• **Your instructions**:
Set down, without alteration, the lines from the one that contains "Wildlife-tally tagging: find every instance of the pointed" through the final line of the material below.

• **Entries from a dataset**:
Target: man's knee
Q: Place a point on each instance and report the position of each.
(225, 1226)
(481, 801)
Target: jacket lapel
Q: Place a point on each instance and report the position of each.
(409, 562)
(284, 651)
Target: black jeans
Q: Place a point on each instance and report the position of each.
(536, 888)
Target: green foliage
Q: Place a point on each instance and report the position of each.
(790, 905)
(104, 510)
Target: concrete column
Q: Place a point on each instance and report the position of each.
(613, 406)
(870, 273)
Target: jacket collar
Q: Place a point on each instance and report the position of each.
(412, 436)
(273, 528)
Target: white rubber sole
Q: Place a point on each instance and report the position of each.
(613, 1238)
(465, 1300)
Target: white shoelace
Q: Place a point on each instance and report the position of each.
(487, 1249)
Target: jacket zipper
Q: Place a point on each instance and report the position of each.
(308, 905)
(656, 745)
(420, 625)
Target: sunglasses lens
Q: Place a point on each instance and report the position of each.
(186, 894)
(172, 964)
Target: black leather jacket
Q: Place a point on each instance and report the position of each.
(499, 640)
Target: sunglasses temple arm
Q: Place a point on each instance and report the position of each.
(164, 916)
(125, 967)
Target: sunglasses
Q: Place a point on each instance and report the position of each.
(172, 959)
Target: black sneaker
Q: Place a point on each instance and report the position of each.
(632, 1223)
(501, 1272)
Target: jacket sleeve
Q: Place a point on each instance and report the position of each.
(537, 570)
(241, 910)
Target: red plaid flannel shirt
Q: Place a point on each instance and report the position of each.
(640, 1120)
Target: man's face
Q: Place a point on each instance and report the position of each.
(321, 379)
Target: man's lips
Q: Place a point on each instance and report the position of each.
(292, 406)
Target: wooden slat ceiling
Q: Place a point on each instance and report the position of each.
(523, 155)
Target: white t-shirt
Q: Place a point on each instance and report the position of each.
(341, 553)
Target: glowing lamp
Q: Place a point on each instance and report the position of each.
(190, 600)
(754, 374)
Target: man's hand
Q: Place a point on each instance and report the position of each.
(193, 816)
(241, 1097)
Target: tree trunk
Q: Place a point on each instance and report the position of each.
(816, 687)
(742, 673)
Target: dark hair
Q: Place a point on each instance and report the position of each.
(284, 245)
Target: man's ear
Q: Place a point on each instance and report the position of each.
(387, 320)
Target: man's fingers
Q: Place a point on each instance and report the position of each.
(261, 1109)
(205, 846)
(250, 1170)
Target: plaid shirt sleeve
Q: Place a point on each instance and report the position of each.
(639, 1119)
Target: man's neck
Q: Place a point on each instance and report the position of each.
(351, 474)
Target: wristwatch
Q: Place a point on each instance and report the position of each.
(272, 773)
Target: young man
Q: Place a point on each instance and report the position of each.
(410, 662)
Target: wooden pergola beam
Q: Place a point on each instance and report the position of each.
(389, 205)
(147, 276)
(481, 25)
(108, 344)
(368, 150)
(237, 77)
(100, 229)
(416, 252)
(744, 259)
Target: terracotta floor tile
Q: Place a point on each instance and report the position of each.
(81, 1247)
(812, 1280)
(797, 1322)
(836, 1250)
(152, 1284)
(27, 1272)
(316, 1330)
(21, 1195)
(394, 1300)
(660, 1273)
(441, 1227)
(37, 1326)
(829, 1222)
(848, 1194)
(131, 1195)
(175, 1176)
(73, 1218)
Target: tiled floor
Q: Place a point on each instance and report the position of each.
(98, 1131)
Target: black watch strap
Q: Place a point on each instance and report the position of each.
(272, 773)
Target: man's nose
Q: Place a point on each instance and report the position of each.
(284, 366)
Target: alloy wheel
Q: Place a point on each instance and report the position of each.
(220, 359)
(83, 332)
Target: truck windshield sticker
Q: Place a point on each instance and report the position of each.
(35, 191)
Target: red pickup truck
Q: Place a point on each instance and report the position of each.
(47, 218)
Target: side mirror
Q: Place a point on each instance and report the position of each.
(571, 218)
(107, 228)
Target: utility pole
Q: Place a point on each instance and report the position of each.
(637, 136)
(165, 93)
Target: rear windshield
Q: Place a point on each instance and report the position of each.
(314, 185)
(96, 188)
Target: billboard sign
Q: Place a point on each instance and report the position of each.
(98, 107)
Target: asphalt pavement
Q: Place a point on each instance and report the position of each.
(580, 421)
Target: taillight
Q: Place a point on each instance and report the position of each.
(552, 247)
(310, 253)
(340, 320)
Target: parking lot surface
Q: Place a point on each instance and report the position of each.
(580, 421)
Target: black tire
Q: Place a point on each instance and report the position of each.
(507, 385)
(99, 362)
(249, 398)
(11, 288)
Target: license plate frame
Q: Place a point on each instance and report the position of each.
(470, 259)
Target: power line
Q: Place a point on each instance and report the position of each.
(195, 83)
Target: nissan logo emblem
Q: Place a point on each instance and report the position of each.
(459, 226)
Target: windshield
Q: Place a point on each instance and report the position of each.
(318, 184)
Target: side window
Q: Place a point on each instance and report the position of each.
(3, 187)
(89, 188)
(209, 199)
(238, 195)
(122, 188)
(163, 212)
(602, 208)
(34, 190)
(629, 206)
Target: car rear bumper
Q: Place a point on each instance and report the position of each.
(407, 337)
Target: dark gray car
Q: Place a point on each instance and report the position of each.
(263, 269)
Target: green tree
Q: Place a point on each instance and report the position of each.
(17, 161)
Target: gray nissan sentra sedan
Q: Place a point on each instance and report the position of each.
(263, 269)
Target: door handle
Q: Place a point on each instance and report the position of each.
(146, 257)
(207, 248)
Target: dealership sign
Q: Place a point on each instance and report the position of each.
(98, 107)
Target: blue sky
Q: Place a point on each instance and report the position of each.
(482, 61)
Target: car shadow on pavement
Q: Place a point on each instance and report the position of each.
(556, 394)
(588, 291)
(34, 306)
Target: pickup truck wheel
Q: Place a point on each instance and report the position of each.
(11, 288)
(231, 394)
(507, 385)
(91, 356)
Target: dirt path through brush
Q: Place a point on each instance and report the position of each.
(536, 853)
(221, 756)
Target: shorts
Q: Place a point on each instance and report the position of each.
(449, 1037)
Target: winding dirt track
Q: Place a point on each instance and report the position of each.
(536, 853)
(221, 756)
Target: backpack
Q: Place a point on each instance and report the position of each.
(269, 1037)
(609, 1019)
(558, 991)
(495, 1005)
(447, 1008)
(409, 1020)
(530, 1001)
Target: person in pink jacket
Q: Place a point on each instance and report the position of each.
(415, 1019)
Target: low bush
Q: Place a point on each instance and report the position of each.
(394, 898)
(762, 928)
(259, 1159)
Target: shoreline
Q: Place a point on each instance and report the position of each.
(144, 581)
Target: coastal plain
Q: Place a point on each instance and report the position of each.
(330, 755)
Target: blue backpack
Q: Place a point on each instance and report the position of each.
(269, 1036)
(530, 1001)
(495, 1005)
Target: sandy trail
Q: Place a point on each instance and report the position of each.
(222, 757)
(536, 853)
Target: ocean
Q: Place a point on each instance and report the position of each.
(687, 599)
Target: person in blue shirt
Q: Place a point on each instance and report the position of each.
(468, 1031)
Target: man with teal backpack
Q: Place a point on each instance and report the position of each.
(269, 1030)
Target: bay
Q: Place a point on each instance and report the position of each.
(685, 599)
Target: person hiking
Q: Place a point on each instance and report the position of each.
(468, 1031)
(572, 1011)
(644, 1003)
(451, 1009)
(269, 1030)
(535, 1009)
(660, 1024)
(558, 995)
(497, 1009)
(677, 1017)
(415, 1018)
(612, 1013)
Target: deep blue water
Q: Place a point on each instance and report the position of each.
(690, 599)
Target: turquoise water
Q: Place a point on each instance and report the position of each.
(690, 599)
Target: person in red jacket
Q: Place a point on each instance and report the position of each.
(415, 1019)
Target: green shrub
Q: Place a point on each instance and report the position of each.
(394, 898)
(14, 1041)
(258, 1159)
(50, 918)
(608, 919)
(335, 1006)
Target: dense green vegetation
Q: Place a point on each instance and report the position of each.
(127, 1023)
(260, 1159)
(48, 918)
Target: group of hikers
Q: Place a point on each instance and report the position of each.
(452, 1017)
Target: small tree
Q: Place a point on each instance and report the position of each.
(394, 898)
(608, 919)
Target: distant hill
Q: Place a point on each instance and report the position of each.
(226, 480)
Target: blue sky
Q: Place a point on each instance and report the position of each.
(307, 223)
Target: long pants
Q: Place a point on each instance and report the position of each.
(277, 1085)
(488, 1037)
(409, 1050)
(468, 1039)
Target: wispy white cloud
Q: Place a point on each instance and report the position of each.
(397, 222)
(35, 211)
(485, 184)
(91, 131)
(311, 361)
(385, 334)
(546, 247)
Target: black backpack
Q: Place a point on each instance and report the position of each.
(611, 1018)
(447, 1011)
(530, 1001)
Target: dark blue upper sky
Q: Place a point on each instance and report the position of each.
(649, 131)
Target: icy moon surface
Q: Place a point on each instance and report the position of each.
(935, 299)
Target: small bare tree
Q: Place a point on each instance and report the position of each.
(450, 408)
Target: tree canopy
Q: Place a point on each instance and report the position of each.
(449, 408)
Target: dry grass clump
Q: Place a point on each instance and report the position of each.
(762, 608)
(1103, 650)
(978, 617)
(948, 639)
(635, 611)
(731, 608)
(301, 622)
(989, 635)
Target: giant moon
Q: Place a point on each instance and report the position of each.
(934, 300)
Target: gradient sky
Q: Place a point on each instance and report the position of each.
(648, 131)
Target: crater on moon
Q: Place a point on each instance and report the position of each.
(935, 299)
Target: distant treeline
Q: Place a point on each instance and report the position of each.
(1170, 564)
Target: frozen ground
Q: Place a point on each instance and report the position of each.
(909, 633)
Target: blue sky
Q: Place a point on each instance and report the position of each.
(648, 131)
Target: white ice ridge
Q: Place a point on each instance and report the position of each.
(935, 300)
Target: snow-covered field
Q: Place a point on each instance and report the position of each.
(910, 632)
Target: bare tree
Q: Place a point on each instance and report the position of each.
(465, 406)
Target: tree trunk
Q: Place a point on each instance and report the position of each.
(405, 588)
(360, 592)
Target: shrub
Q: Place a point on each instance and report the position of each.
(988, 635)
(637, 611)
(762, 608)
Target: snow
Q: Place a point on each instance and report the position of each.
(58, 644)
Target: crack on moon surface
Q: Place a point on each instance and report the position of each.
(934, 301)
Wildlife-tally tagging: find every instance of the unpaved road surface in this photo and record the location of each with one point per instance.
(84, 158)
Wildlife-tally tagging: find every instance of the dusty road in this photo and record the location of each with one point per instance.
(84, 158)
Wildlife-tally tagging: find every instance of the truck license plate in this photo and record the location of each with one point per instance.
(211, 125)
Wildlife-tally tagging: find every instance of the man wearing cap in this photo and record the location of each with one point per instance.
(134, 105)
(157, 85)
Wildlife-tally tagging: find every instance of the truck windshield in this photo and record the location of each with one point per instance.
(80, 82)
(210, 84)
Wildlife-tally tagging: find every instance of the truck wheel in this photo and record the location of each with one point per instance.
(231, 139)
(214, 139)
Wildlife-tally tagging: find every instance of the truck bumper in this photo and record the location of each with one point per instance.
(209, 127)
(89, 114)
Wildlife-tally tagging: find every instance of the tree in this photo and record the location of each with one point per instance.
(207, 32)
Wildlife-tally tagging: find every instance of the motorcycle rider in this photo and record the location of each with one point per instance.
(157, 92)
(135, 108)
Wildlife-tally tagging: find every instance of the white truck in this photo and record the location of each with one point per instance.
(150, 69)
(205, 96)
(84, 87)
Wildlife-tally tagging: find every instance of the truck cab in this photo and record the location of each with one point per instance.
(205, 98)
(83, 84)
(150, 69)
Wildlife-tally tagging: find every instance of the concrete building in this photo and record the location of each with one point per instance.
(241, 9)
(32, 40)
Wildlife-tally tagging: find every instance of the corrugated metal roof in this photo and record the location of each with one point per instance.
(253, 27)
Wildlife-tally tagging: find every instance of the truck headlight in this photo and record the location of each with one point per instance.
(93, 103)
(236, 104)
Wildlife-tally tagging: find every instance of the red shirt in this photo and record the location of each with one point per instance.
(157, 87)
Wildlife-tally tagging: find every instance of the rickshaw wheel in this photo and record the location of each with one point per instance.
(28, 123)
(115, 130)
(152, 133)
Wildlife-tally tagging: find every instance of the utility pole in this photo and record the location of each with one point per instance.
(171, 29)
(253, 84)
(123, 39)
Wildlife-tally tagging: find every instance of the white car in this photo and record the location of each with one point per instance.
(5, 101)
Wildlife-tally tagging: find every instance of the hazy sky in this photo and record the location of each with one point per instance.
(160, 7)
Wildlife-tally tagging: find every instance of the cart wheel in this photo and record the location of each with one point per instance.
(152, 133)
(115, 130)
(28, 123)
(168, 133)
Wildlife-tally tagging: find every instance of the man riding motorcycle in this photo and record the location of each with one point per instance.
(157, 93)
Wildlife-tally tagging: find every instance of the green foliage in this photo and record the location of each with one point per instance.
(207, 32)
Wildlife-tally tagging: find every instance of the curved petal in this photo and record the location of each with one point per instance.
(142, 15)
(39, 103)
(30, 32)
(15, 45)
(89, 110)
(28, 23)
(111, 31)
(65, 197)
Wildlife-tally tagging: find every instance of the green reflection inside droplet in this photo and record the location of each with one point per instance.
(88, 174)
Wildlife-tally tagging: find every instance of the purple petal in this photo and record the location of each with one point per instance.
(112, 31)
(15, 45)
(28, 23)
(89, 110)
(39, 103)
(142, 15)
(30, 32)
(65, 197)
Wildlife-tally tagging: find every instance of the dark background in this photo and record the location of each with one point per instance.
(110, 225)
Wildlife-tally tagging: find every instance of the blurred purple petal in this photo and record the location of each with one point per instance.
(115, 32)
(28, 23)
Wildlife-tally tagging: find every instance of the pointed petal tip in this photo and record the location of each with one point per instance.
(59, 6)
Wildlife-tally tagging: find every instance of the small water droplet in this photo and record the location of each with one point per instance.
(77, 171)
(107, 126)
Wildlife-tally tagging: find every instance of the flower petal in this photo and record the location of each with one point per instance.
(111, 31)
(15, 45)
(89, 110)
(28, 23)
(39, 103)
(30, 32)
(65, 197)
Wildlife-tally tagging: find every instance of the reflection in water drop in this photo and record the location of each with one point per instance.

• **Solution for this task**:
Wildlife-tally tagging: find every instance of the pointed petal tip in this photo and record the location of each with one point per instance.
(59, 6)
Wildlife-tally tagging: find every instance of the small water droplet in this photo and record the location of each with one point per instance.
(77, 171)
(107, 126)
Wildlife-tally tagging: find every instance of the flower petal in this photo and record the location of each with one point per instance.
(111, 31)
(15, 45)
(89, 110)
(28, 23)
(39, 103)
(30, 32)
(65, 197)
Wildlife-tally tagging: find every instance of the reflection in water drop in this photo and record the location of each with one point per instance.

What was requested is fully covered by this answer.